— Start —
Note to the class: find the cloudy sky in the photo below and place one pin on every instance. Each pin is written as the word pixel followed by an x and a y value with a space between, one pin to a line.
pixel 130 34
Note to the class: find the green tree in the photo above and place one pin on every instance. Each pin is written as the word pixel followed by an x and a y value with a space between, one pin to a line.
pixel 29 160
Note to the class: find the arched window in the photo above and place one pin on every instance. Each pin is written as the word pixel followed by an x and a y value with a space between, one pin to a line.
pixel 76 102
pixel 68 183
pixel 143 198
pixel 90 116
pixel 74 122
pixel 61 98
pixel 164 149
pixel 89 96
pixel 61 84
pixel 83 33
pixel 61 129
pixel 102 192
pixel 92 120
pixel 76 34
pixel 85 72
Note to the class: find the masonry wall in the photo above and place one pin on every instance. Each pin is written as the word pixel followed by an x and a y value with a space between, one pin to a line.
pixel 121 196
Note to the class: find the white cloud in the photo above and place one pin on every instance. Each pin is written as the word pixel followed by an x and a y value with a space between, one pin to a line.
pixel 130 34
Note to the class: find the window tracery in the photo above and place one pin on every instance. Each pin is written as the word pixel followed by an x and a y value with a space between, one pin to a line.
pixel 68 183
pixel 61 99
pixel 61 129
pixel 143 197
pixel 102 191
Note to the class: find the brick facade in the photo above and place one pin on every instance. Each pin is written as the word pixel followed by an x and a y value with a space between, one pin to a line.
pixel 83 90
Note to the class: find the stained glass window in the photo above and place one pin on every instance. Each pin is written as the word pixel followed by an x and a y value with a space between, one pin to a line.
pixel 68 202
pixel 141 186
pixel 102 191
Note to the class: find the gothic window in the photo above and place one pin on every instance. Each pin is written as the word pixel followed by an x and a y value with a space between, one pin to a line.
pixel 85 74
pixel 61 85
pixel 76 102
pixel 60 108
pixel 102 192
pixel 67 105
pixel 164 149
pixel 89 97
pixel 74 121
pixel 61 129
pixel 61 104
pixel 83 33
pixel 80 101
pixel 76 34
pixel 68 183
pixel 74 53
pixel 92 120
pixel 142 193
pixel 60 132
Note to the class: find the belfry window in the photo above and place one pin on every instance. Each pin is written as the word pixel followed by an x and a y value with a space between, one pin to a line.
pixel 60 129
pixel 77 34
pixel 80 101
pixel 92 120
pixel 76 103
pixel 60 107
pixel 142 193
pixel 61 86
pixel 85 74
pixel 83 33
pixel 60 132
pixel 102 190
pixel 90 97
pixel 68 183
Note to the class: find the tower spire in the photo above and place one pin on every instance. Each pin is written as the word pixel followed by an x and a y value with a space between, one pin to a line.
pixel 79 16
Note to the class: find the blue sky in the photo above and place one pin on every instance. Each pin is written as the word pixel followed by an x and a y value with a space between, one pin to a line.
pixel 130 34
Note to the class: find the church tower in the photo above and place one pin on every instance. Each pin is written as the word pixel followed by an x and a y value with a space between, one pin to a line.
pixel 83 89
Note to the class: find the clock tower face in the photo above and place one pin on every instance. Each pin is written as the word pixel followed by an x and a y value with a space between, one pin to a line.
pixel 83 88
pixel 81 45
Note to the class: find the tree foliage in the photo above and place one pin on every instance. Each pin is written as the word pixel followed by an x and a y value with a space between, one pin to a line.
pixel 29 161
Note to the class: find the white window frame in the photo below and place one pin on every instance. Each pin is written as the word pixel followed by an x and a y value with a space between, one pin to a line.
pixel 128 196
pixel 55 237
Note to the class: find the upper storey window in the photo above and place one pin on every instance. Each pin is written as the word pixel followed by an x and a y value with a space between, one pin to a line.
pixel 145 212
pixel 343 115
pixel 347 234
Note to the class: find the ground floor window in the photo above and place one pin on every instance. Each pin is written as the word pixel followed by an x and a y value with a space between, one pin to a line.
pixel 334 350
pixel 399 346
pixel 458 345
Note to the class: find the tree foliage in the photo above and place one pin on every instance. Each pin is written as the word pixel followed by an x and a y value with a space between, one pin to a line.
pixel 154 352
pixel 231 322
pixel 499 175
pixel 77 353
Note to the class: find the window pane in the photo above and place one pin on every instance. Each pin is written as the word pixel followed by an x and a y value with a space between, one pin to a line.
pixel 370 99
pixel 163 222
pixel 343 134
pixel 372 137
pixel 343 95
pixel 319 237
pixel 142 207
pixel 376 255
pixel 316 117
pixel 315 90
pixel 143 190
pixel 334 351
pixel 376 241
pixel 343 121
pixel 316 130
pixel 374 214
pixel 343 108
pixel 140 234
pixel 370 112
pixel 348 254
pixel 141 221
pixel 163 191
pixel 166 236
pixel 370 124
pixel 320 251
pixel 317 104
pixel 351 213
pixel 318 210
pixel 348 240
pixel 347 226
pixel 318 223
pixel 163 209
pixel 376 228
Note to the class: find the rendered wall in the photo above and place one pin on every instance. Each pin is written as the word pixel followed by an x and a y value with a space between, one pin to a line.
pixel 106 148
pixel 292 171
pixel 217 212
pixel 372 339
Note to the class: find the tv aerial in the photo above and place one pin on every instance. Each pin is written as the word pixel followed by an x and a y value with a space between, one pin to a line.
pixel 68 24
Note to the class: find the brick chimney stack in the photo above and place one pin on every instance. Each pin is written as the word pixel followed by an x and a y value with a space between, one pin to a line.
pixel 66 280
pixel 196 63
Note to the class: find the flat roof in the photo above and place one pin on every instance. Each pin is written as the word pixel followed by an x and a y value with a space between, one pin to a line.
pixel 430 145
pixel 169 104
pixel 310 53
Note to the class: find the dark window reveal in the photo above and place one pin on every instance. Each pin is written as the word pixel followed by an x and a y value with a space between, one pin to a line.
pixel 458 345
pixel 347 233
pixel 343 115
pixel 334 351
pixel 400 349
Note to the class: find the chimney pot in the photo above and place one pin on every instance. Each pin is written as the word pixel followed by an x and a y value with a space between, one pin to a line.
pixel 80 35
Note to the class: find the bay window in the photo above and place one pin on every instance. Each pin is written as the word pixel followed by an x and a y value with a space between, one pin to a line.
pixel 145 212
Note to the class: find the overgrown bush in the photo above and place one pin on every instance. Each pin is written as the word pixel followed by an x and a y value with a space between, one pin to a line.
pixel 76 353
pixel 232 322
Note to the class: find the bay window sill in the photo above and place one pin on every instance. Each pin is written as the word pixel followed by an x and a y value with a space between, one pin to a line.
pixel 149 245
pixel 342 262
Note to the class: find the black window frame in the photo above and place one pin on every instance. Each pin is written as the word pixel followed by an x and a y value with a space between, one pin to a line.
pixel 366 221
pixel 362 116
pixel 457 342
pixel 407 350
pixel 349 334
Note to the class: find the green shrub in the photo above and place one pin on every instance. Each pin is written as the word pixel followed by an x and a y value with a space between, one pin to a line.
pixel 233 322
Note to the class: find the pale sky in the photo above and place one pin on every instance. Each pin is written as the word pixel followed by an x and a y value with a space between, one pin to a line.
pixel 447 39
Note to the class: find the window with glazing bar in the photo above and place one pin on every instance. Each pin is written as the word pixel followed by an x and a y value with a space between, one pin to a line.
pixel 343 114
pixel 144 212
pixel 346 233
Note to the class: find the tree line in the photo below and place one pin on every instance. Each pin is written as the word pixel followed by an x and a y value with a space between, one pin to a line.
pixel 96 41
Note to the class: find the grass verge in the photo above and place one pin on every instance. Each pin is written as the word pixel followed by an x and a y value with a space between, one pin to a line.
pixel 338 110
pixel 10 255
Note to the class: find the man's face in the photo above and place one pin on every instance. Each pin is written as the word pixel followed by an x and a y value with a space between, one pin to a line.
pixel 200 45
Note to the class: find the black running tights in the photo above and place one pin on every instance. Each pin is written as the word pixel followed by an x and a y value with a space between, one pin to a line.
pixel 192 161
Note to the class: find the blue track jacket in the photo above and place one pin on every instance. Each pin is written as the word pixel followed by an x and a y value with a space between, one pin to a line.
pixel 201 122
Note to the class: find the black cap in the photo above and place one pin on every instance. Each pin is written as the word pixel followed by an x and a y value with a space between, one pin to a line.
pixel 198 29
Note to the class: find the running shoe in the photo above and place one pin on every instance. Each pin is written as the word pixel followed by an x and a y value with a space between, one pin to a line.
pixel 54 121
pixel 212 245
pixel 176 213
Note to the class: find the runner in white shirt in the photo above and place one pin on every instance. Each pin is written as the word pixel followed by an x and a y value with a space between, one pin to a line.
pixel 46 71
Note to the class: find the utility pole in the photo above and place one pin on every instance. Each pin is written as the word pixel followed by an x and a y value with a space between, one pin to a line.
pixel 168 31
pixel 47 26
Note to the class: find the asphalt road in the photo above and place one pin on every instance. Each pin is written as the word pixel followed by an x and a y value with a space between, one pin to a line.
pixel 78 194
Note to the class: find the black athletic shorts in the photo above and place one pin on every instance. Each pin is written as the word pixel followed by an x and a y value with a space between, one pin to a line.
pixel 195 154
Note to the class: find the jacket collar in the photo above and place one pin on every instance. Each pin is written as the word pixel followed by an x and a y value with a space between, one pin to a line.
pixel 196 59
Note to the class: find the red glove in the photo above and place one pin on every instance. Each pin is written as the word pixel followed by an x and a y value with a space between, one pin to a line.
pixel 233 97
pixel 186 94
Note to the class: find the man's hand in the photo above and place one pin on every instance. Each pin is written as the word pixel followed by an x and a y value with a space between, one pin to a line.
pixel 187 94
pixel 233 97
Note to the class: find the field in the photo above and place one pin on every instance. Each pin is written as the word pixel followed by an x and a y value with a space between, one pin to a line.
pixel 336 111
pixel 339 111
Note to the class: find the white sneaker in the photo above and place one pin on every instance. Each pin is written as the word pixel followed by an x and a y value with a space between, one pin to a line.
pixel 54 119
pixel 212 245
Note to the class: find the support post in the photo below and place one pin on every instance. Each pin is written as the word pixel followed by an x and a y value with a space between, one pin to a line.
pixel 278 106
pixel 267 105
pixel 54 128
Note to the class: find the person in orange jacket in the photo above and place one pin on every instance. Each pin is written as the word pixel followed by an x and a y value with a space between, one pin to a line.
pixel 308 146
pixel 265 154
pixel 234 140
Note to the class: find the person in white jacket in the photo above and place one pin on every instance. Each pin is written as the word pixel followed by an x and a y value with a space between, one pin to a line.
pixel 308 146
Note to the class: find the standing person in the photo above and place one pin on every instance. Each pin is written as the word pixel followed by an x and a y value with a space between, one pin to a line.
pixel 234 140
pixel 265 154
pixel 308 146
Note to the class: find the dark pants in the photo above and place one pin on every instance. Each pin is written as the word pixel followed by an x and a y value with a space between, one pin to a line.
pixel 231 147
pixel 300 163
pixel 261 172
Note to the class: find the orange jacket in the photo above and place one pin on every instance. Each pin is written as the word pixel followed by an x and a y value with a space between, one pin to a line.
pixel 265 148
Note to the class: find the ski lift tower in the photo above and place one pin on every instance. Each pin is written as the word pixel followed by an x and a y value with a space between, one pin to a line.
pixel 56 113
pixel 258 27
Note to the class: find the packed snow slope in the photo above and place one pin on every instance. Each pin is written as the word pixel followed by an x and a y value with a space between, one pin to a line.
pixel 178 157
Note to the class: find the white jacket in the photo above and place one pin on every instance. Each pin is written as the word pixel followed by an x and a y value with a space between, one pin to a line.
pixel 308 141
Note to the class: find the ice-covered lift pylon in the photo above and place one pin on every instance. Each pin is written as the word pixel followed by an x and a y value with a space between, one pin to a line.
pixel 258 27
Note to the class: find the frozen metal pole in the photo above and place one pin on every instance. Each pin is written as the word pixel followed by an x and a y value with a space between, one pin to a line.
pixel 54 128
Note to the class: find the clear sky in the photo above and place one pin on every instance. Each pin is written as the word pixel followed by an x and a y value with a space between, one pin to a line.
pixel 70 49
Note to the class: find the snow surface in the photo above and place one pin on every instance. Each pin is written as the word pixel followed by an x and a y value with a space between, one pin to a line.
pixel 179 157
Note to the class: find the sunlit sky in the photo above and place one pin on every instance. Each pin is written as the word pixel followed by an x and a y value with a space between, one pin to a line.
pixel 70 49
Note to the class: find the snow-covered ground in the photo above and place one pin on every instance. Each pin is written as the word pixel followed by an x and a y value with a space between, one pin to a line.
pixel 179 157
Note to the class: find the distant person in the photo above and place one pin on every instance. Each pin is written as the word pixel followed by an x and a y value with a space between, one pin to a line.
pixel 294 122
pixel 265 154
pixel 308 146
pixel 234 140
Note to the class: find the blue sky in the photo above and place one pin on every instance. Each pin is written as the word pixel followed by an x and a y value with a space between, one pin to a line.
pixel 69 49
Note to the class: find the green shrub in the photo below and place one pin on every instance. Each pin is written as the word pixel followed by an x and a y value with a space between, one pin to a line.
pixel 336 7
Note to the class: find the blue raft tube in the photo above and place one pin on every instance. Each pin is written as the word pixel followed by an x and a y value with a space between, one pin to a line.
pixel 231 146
— End —
Stated task
Retype the data from the line with "Note to the class: find the pale" up to and including the line with "pixel 96 41", without changing anything.

Answer below
Note to the class: find the pale sky in the photo above and place one pin on every instance. Each pin is written as the word pixel followed by an x and a y value with a space between, one pin to a line.
pixel 447 39
Note to the class: find the window with glazing bar in the photo above and place one pin on every instance. Each pin is written as the word pixel followed by an x and a y value with a space between, one pin to a line.
pixel 343 114
pixel 144 212
pixel 346 233
Note to the class: find the tree line in the photo below and place one pin on every instance. Each pin is written as the word pixel followed by an x and a y value with a space between, one pin to a line.
pixel 96 41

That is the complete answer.